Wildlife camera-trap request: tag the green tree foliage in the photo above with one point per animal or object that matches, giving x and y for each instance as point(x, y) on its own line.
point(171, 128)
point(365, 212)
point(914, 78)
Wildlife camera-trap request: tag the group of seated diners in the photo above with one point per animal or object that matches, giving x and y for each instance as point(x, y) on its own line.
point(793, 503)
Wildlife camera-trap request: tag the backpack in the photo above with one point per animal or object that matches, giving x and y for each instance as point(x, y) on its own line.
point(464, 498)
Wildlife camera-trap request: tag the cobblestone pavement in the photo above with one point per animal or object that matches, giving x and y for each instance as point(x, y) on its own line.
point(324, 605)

--

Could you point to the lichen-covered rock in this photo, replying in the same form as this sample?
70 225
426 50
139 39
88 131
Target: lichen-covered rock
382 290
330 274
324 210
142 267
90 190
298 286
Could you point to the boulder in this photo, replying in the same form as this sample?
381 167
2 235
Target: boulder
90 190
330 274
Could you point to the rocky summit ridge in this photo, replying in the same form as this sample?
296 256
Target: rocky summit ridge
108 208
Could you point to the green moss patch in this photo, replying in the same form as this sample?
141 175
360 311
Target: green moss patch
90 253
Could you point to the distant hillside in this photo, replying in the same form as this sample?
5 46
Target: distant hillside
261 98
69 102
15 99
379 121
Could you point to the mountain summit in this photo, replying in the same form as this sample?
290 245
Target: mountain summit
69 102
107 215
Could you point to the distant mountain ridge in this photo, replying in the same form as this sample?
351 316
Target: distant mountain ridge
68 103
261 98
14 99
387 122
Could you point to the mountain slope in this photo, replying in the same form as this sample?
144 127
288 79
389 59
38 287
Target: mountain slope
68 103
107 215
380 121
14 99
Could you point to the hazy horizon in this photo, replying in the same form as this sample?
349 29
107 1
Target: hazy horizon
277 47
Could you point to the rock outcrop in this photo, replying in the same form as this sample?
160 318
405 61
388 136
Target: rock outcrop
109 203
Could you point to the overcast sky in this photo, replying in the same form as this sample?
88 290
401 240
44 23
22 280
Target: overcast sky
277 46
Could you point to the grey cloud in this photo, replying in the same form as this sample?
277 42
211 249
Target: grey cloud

_EXERCISE DESCRIPTION_. Write out the rows again, starting with the line that contains "Could you point to the rock outcrop" and going on through the line that contains "Target: grey cloud", with 148 added to every coordinate in the answers. Keep the requests and their sample coordinates unchanged.

_FINISHED ANSWER_.
Could you point to the rock outcrop in this photo, replying in the same form as this sample?
160 318
405 61
388 136
Target: rock outcrop
257 351
Could you point to the overcast sky in this photo, replying in the same form as this sample?
88 290
401 240
44 23
22 280
Target: overcast sky
425 194
Could you point to the grey cloud in this photo, replying in the same form as this sample?
277 42
211 249
Target: grey cloud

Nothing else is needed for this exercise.